» **Required task**
Reproduce every line of the listing below word for word.

» **Data for processing**
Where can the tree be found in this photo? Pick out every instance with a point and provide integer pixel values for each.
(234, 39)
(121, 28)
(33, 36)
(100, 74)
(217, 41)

» **The solution**
Where can the tree be found in this photo? Pick out every instance with a point and provide integer pixel values for each.
(234, 39)
(121, 28)
(33, 36)
(100, 74)
(217, 41)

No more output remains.